- [Quoted passage]
That’s her working above, and her links below:
Twitter: dmaeroberts
Blog:
Sites:
Read on, pardners!
Q: What’s a nice multiracial girl like you doing living in Oregon?
A: Both my parents were survivors. My mom grew up in the ravaged countryside of Taiwan during World War II, and my dad was a child of Depression-era parents in dust bowl Oklahoma.
They experienced poverty on two different sides of the world. My dad lived the idyllic, though austere, farm life on 40 acres with parents who adored him. My mother suffered being sold to work as a bonded servant. It was a form of adoption in Asia in which the girl becomes a servant in the family and then marries the son so she never leaves the family. It was an abusive life for her and really shaped her insecurities and fear of abandonment, later on making her a difficult personality for our family.

- [Aim 1]
Rewrite all the entries below, replacing "flood water" with "standing water" and keeping everything else unchanged. Omit the pictures from your answer.
The interview and the entries are unrelated to each other.

- [Materials provided]
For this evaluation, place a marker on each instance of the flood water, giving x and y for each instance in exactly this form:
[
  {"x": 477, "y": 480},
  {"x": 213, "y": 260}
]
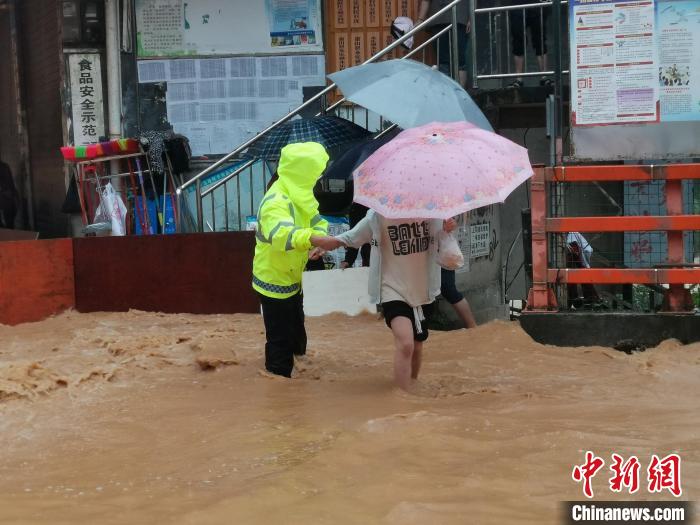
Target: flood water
[{"x": 151, "y": 418}]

- [Aim 2]
Transcribe the passage of the interview above, from "That’s her working" up to and including "living in Oregon?".

- [Task result 1]
For this evaluation, place a marker on each instance of the standing water, giving x and y for each instance in exactly this form:
[
  {"x": 477, "y": 480},
  {"x": 213, "y": 260}
]
Target: standing water
[{"x": 151, "y": 418}]

- [Task result 2]
That’s her working above, and her links below:
Twitter: dmaeroberts
Blog:
Sites:
Read on, pardners!
Q: What’s a nice multiracial girl like you doing living in Oregon?